# Work to complete
Restate the complete material exactly.

# Raw records
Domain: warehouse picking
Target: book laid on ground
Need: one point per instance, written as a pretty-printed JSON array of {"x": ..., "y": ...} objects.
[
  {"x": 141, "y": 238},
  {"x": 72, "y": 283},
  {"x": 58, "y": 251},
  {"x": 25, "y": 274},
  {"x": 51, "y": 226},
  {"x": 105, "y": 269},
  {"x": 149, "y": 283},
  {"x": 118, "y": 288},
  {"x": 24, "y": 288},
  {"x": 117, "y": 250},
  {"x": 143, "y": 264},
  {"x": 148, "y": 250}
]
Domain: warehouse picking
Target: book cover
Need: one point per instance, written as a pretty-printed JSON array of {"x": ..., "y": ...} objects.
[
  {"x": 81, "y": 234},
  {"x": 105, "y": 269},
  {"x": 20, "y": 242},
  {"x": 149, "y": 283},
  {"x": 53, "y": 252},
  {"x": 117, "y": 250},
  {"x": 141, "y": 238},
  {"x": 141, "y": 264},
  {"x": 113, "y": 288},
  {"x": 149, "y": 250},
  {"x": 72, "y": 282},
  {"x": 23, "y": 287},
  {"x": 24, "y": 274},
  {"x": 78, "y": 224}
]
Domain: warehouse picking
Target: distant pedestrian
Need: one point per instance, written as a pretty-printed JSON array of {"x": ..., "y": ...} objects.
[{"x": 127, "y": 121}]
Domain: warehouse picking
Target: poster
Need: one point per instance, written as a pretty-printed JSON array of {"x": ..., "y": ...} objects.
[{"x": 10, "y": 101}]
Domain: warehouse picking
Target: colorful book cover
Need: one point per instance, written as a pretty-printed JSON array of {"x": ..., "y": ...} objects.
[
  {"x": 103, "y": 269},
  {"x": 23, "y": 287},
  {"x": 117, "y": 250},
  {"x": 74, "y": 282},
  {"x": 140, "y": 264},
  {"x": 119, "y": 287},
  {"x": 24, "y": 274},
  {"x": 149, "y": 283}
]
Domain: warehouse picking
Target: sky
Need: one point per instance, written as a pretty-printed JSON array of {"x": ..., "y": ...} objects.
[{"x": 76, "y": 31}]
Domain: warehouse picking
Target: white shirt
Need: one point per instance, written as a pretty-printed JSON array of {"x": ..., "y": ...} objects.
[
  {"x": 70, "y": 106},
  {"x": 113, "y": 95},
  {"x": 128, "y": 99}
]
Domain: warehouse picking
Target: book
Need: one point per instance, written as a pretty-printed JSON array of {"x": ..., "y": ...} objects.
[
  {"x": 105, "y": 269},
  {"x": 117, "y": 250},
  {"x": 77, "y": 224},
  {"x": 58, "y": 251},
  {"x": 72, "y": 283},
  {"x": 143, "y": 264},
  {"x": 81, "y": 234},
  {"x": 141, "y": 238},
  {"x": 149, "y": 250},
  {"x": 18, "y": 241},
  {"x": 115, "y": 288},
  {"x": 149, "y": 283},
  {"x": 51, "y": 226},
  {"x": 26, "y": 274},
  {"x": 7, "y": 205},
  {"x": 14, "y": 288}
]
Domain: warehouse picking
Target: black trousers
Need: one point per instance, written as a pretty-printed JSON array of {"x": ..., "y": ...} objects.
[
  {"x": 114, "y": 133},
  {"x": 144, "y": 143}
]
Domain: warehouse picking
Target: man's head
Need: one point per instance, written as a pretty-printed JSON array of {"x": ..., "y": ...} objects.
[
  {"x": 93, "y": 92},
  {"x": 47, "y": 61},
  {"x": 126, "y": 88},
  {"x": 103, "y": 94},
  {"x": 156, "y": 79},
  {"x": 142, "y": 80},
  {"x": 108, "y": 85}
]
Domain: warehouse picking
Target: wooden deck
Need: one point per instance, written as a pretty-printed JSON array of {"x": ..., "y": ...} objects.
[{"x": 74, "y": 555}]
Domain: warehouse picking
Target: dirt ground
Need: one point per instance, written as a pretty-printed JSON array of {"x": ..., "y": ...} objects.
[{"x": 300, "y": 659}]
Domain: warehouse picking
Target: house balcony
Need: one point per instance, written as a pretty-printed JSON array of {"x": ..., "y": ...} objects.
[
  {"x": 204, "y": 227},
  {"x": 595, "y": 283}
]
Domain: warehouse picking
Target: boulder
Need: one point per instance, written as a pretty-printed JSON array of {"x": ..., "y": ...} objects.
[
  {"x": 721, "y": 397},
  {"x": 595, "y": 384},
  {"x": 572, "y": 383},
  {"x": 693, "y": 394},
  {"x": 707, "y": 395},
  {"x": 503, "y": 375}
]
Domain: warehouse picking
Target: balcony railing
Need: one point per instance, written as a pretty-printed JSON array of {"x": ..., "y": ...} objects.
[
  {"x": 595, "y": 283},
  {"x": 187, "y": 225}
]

# Exercise solution
Domain: warehouse picking
Target: book laid on ground
Need: one point per instance, written as a pretty-printed JSON array of {"x": ..., "y": ...} objects.
[
  {"x": 141, "y": 238},
  {"x": 72, "y": 283},
  {"x": 58, "y": 251},
  {"x": 25, "y": 274},
  {"x": 51, "y": 226},
  {"x": 105, "y": 269},
  {"x": 149, "y": 283},
  {"x": 118, "y": 288},
  {"x": 24, "y": 288},
  {"x": 117, "y": 250},
  {"x": 143, "y": 264},
  {"x": 148, "y": 250}
]
Domain: warehouse picking
Target: book cover
Need: one point per instance, written as a pretty-printed JSON array of {"x": ..., "y": ...} objects.
[
  {"x": 81, "y": 234},
  {"x": 105, "y": 269},
  {"x": 20, "y": 242},
  {"x": 149, "y": 283},
  {"x": 53, "y": 252},
  {"x": 117, "y": 250},
  {"x": 141, "y": 238},
  {"x": 141, "y": 264},
  {"x": 113, "y": 288},
  {"x": 149, "y": 250},
  {"x": 72, "y": 282},
  {"x": 23, "y": 287},
  {"x": 24, "y": 274},
  {"x": 78, "y": 224}
]
Domain: warehouse picking
Target: distant pedestrian
Need: one point per instance, written as a pretty-printed JSON array of {"x": ..., "y": ...} objects.
[{"x": 127, "y": 121}]
Domain: warehouse picking
Target: poster
Need: one point per instance, written as a pretty-printed JSON array of {"x": ..., "y": ...} objects.
[{"x": 10, "y": 101}]
Domain: warehouse picking
Target: colorful book cover
Need: one point per instance, written as a pretty-printed JSON array of {"x": ..., "y": ...} objects.
[
  {"x": 103, "y": 269},
  {"x": 23, "y": 287},
  {"x": 117, "y": 250},
  {"x": 74, "y": 282},
  {"x": 140, "y": 264},
  {"x": 119, "y": 287},
  {"x": 24, "y": 274},
  {"x": 149, "y": 283}
]
Domain: warehouse picking
Target: sky
Need: one point per instance, written as a pretty-printed JSON array of {"x": ..., "y": ...} objects.
[{"x": 76, "y": 31}]
Domain: warehouse picking
Target: white shirt
Need: one point per instance, written as a pretty-printed JSON array of {"x": ..., "y": ...} objects.
[
  {"x": 70, "y": 106},
  {"x": 113, "y": 95},
  {"x": 128, "y": 99}
]
Domain: warehouse picking
Target: book
Need: one point per instance, written as a pretty-printed JSON array of {"x": ..., "y": ...} objects.
[
  {"x": 105, "y": 269},
  {"x": 117, "y": 250},
  {"x": 77, "y": 224},
  {"x": 58, "y": 251},
  {"x": 72, "y": 283},
  {"x": 143, "y": 264},
  {"x": 81, "y": 234},
  {"x": 141, "y": 238},
  {"x": 149, "y": 250},
  {"x": 18, "y": 241},
  {"x": 115, "y": 288},
  {"x": 149, "y": 283},
  {"x": 51, "y": 226},
  {"x": 26, "y": 274},
  {"x": 7, "y": 205},
  {"x": 14, "y": 288}
]
Domain: warehouse picking
Target: black trousers
Need: one point per instance, written as a pretty-printed JSON array of {"x": ..., "y": ...} objects.
[
  {"x": 114, "y": 133},
  {"x": 144, "y": 143}
]
Domain: warehouse picking
Target: man's head
Need: one point per instance, written as a pretty-printed JSON array of {"x": ..., "y": ...} objects.
[
  {"x": 93, "y": 92},
  {"x": 47, "y": 61},
  {"x": 126, "y": 88},
  {"x": 103, "y": 94},
  {"x": 156, "y": 79},
  {"x": 142, "y": 80},
  {"x": 108, "y": 85}
]
Domain: warehouse picking
Target: wooden deck
Need: one point per instance, written as a pretty-printed JSON array of {"x": ..., "y": ...} objects.
[{"x": 74, "y": 555}]
Domain: warehouse picking
Target: dirt ground
Need: one point per instance, written as a pretty-printed JSON array of {"x": ..., "y": ...} objects.
[{"x": 300, "y": 659}]
Domain: warehouse picking
Target: house balcony
Need: one point per instance, written as a pretty-printed JSON array of {"x": ..., "y": ...} objects.
[
  {"x": 204, "y": 227},
  {"x": 595, "y": 283}
]
Domain: warehouse picking
Target: boulder
Need: one point per instance, written as a pretty-printed JSON array of {"x": ..., "y": ...} objects.
[
  {"x": 721, "y": 397},
  {"x": 595, "y": 384},
  {"x": 572, "y": 383},
  {"x": 693, "y": 394},
  {"x": 707, "y": 395},
  {"x": 503, "y": 375}
]
Domain: warehouse picking
Target: balcony railing
Need: one point per instance, written as a pretty-printed JSON array of {"x": ..., "y": ...} objects.
[
  {"x": 595, "y": 283},
  {"x": 187, "y": 225}
]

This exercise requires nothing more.